Where a line in the records below includes "quarter", pull that line out.

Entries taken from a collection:
____

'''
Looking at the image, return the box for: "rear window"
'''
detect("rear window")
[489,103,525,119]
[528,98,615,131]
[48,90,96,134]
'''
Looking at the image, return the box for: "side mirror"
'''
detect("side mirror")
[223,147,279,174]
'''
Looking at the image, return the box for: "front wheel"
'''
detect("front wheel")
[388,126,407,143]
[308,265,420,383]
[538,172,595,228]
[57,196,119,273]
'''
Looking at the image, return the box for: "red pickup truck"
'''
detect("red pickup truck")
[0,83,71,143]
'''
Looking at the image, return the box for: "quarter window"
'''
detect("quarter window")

____

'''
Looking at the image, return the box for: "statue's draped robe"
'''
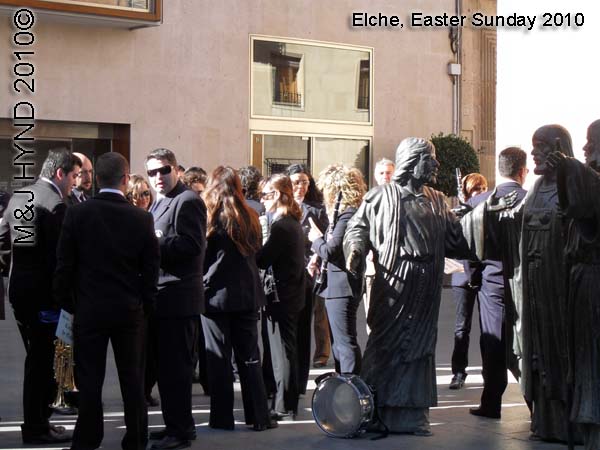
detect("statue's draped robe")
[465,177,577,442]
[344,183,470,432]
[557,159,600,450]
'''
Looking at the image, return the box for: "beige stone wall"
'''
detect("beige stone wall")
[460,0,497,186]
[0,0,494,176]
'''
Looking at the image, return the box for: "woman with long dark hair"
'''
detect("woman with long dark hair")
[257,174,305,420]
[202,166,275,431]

____

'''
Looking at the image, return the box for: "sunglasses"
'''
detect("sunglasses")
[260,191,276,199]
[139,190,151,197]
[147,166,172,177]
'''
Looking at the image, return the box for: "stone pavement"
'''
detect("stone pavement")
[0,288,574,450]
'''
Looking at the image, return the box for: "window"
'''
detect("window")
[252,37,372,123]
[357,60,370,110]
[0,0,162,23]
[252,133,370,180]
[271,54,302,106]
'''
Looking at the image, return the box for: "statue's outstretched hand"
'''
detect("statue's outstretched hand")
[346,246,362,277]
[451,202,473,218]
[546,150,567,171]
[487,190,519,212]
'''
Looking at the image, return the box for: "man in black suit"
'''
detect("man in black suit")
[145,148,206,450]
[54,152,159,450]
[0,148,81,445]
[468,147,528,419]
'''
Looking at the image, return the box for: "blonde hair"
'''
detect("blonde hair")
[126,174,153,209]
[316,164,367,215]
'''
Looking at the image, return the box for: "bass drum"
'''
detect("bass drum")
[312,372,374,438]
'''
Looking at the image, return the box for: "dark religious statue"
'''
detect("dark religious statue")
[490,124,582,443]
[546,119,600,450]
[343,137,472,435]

____

» REPLY:
Looking at the image, return the box for: "quarter window"
detect("quarter window")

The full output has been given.